Série d'exercices:
- 1) Relevez, s'il vous plaît, toutes les années mentionnées dans le texte sur l'endoparasitoïde.
- 2) Rédigez la suite du texte sur l'endoparasitoïde à partir de sa dernière phrase.

Cycle d’un endoparasitoïde solitaire

Fig. 116 Cycle d’un endoparasitoïde solitaire dont la nymphose a lieu à l’extérieur de l’hôte

Parasitoïde émergeant d’un puceron momifié

Fig. 117 Parasitoïde émergeant d’un puceron momifié

Un exemple d’endoparasitoïde est Epidinocarsis lopezi, un parasitoïde de la Cochenille farineuse du manioc. Cette Cochenille farineuse, provenant de l’Amérique du Sud, a été introduite par accident au Zaïre en 1973. En quelques années elle a envahi une grande partie de l’Afrique, parce qu’elle n’y a pas rencontré d’ennemis naturels efficaces. On a alors cherché et trouvé des ennemis naturels en Amérique du Sud. Dans les essais préliminaires, E. lopezi paraissait le parasitoïde le plus prometteur. On l’a lâché pour la première fois en 1981 au Nigéria. C’est devenu une grande réussite: Vers la fin de 1990, le parasitoïde s’est établi dans 17 pays africains. A l’heure actuelle, la cochenille se répand encore en Afrique, mais le parasitoïde la suit et effectue une lutte biologique très efficace.

Données d'expressions référentielles
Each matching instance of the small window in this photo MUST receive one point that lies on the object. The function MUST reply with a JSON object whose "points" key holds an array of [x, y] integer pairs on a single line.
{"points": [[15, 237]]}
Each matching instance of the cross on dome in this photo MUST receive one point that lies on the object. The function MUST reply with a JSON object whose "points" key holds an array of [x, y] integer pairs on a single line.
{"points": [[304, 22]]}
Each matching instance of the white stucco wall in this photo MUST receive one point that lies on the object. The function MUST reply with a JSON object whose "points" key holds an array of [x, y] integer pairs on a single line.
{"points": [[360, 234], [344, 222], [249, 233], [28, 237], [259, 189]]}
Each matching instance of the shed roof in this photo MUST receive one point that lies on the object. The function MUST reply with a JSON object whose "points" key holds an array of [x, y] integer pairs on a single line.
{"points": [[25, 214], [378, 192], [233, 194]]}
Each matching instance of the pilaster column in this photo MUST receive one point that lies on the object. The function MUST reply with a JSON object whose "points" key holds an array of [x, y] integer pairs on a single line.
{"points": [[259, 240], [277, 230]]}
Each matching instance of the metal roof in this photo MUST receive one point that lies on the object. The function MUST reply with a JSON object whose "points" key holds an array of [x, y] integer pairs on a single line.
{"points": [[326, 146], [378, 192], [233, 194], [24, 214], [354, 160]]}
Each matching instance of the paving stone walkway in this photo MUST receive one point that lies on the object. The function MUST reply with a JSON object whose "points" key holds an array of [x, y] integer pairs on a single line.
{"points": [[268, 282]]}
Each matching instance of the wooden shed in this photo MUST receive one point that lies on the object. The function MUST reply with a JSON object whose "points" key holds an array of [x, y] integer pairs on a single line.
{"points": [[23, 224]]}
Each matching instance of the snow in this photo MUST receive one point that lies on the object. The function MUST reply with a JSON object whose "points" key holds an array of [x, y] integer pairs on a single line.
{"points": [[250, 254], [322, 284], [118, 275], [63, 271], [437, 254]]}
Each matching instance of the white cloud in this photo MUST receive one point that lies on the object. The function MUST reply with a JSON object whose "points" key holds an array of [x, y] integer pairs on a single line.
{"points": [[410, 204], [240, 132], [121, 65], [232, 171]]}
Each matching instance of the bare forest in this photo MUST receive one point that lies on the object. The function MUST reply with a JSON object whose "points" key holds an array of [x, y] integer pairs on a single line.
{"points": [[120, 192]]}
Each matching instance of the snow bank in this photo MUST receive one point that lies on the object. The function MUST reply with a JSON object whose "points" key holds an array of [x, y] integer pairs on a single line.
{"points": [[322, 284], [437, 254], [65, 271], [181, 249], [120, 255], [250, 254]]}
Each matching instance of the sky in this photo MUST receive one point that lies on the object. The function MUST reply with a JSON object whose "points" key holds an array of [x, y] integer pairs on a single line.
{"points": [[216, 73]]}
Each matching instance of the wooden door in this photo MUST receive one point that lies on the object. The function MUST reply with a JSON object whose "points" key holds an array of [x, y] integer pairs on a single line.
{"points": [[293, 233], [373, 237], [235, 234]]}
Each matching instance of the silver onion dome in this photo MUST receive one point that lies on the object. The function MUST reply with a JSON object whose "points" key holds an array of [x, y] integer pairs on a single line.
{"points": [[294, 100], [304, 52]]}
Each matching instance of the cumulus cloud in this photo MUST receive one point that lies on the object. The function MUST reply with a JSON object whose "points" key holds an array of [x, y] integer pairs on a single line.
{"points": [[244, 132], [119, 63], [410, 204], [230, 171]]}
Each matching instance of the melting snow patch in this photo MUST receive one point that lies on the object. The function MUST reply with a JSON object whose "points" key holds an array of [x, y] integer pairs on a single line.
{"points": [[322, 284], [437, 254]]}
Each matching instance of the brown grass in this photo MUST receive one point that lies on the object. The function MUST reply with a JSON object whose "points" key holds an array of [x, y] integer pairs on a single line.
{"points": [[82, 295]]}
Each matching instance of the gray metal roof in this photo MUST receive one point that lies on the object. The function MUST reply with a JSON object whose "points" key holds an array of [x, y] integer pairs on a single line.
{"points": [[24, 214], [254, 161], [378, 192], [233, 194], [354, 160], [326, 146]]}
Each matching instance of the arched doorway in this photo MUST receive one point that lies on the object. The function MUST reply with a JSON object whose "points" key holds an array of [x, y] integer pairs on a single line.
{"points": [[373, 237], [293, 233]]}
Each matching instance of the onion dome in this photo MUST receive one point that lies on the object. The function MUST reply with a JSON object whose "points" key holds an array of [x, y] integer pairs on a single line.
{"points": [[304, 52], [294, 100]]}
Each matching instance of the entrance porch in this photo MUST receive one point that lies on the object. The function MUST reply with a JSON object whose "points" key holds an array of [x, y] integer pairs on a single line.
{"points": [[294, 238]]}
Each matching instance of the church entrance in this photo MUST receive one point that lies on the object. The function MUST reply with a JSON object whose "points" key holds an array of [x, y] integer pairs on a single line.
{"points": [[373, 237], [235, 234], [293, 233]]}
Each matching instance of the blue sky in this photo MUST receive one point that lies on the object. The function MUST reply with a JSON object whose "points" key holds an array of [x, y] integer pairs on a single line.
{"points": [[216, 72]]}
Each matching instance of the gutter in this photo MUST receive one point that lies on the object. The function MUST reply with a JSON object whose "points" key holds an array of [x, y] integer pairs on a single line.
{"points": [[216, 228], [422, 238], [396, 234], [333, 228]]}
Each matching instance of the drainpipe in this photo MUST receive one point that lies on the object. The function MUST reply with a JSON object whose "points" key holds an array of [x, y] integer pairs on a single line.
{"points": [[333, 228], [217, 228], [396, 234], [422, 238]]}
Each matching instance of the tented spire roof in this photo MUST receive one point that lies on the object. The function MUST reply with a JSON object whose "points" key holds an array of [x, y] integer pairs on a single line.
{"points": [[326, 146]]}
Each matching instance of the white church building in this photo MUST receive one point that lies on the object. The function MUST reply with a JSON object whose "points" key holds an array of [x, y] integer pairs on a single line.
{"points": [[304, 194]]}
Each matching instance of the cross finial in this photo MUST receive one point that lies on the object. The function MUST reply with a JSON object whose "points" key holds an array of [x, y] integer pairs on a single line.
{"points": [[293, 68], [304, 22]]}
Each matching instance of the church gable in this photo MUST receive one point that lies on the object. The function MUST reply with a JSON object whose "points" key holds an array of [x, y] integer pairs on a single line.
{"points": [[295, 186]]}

Réponses ci-dessous:
- 1) 1973, 1981, 1990

- 2)
Il existe également des hyménoptères qui sont des parasitoïdes de nymphes. Ils pondent leurs oeufs dans les chrysalides ou dans les pupes de leurs hôtes (voir Fig. 118, page 288). Bien qu’ils détruisent ainsi beaucoup de chrysalides et de pupes de ravageurs, on peut dire que leur effet utile pour la culture concernée vient en général trop tard: Les larves nuisibles, qui sont transformées en chrysalides ou en pupes, ont alors déjà effectué les dégâts. Tout de même, les parasitoïdes de nymphes contribuent à une réduction des populations de ravageurs adultes de la prochaine génération, ce qui diminuera donc également le nombre de larves nuisibles.

Parasitoïde de pupes de diptère

Fig. 118 Parasitoïde de pupes de diptère

Les guêpes maçonnes constituent un groupe d’hyménoptères de taille assez grande. Elles construisent des nids en terre dans lesquels elles déposent des chenilles et d’autres insectes pour la nourriture de leurs larves. Les guêpes maçonnes ne sont pas très sélectives, puisqu’elles chassent des chenilles appartenant à des espèces très différentes.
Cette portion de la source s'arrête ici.